Stored items:
━━━━━━━━━━━━━━━━

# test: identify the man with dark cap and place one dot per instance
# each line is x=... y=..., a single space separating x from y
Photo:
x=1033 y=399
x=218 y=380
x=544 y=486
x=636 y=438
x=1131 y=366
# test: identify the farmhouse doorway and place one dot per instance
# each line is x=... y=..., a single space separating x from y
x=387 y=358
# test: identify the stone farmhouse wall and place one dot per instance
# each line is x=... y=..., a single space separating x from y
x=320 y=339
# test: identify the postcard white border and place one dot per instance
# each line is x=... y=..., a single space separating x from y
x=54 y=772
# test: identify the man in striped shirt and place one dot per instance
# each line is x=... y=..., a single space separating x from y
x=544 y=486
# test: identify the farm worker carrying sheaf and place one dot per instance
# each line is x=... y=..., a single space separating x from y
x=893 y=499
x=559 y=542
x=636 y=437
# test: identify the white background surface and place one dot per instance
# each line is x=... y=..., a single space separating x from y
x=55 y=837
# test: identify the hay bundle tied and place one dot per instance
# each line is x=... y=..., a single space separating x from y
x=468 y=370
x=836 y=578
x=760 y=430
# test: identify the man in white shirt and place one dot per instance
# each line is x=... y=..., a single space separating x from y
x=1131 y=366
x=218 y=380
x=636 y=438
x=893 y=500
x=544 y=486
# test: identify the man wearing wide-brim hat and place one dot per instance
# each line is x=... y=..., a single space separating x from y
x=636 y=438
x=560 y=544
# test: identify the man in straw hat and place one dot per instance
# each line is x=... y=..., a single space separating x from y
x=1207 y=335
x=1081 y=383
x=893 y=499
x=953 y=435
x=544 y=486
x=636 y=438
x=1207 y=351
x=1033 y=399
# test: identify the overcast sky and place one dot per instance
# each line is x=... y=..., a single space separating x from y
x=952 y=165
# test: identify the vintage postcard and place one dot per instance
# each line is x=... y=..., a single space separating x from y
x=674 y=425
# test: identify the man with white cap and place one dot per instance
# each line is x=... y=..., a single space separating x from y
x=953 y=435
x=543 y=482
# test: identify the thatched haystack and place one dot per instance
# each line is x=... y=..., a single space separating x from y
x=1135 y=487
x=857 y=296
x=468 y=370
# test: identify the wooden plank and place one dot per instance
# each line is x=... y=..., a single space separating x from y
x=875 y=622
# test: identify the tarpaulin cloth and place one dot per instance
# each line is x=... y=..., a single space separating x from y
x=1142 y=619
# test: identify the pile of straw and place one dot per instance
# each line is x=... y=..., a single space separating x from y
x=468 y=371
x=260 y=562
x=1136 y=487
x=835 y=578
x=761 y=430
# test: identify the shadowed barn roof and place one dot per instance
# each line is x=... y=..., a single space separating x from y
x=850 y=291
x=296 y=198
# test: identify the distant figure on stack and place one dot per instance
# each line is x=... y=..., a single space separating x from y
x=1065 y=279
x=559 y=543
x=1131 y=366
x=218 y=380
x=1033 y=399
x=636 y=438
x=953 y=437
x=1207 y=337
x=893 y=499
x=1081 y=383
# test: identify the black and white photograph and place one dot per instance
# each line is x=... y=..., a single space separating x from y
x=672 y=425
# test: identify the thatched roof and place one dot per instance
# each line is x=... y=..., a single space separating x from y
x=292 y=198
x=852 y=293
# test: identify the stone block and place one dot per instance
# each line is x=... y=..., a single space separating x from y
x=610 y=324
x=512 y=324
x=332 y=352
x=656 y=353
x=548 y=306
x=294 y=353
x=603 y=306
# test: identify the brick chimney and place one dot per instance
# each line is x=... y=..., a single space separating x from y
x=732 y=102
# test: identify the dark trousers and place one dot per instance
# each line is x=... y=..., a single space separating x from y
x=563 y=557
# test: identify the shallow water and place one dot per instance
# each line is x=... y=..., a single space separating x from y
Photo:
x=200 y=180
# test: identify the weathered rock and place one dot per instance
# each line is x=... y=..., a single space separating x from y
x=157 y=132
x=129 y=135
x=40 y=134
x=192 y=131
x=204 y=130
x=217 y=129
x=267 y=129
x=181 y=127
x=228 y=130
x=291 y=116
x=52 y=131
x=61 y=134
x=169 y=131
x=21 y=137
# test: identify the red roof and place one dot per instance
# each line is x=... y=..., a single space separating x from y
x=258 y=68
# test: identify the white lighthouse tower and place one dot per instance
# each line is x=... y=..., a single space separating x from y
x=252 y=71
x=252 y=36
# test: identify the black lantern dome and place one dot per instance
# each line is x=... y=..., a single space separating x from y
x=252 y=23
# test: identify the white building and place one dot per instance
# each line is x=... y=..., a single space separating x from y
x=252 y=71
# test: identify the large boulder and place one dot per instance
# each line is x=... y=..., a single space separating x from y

━━━━━━━━━━━━━━━━

AIM OF THE EXERCISE
Could you pull every line out of the data above and reproduce each one word for word, with nothing changed or left out?

ANSWER IN FULL
# test: identify the man with dark cap and place one dot per instance
# each line is x=... y=..., a single space separating x from y
Photo:
x=1033 y=399
x=218 y=380
x=544 y=486
x=636 y=438
x=1131 y=366
# test: identify the farmhouse doorway and place one dot per instance
# each line is x=... y=..., a single space separating x from y
x=387 y=358
# test: identify the stone farmhouse wall and place one dot per instance
# each line is x=... y=..., a single space separating x from y
x=320 y=339
# test: identify the postcard white border and place one dot per instance
# each line is x=... y=..., a single space separating x from y
x=54 y=772
# test: identify the man in striped shirt and place one dot per instance
# each line is x=... y=..., a single space separating x from y
x=544 y=486
# test: identify the farm worker carrying sheaf and place one dot per instance
# each line is x=... y=..., a single space separating x from y
x=893 y=499
x=559 y=542
x=636 y=437
# test: identify the white background surface and place one dot per instance
# each line is x=... y=..., a single space separating x from y
x=55 y=837
# test: identify the hay bundle tied and place one dot per instance
# each line is x=... y=..., a single space separating x from y
x=468 y=370
x=836 y=578
x=760 y=430
# test: identify the man in white shirt and place one dot per instance
# each line is x=... y=..., a single space separating x from y
x=1131 y=366
x=218 y=380
x=636 y=438
x=893 y=500
x=544 y=486
# test: identify the man wearing wide-brim hat and place one dot per instance
# each line is x=... y=..., a single space separating x from y
x=636 y=438
x=560 y=544
# test: identify the man in straw hat and place one dot per instance
# each line is x=... y=..., a single space separating x from y
x=1207 y=335
x=1081 y=383
x=893 y=499
x=953 y=435
x=544 y=486
x=636 y=438
x=1207 y=351
x=1033 y=399
# test: identify the overcast sky and place one dot per instance
# each line is x=... y=..., a single space separating x from y
x=952 y=165
# test: identify the vintage postcard and place one dot per instance
# each line is x=... y=..., a single space separating x from y
x=674 y=425
# test: identify the man with white cap and place one dot per instance
# each line is x=... y=..., a single space separating x from y
x=953 y=435
x=543 y=482
# test: identify the thatched haystack and place one dot per instance
# each line is x=... y=..., a single space separating x from y
x=1135 y=487
x=857 y=296
x=468 y=370
# test: identify the wooden plank and place one dot per instance
# each line is x=... y=..., a single space separating x from y
x=875 y=622
# test: identify the tarpaulin cloth and place one dot per instance
# each line is x=... y=..., a single space separating x from y
x=1142 y=619
# test: identify the pile of straw and place one dot per instance
# each line is x=... y=..., a single space separating x from y
x=468 y=371
x=260 y=562
x=1136 y=487
x=835 y=578
x=761 y=430
# test: identify the shadowed barn roof and place one dot per instance
# each line is x=... y=..., a single space separating x from y
x=850 y=291
x=296 y=198
# test: identify the distant figure on stack and place one dot per instance
# each line is x=... y=..., a single space separating x from y
x=1065 y=279
x=559 y=543
x=1131 y=366
x=218 y=380
x=1033 y=399
x=636 y=438
x=953 y=437
x=1207 y=337
x=893 y=499
x=1081 y=383
# test: identify the black and white photograph and place one dot per instance
# each line is x=... y=..., a single space separating x from y
x=672 y=425
# test: identify the thatched roof and place one dot per instance
# each line is x=... y=..., a single space separating x from y
x=292 y=198
x=852 y=293
# test: identify the stone block and place one dot per instance
# each line is x=... y=..., a single space separating x from y
x=610 y=324
x=512 y=324
x=332 y=352
x=656 y=353
x=548 y=306
x=294 y=353
x=603 y=306
# test: identify the brick chimney and place one dot per instance
# each line is x=... y=..., a single space separating x from y
x=732 y=102
# test: identify the dark trousers and place one dot per instance
# each line is x=... y=..., a single space separating x from y
x=563 y=557
# test: identify the shallow water and place one dot per instance
# each line is x=... y=..., a single space separating x from y
Photo:
x=200 y=180
# test: identify the weathered rock and place one dot per instance
# each line is x=... y=..., a single space separating x from y
x=157 y=132
x=129 y=135
x=40 y=134
x=192 y=131
x=204 y=130
x=217 y=129
x=267 y=129
x=181 y=127
x=228 y=130
x=291 y=116
x=52 y=131
x=61 y=134
x=169 y=131
x=21 y=137
# test: identify the red roof and place one dot per instance
# each line is x=... y=..., a single space separating x from y
x=258 y=68
# test: identify the white lighthouse tower and place one dot per instance
# each line is x=... y=..., a single space separating x from y
x=252 y=71
x=252 y=36
# test: identify the black lantern dome and place one dot per instance
# each line is x=... y=..., a single space separating x from y
x=252 y=23
# test: identify the white building and place one dot per instance
# each line is x=... y=..., a single space separating x from y
x=252 y=71
# test: identify the large boulder and place one dot per instance
# each line is x=... y=..., a single space separating x from y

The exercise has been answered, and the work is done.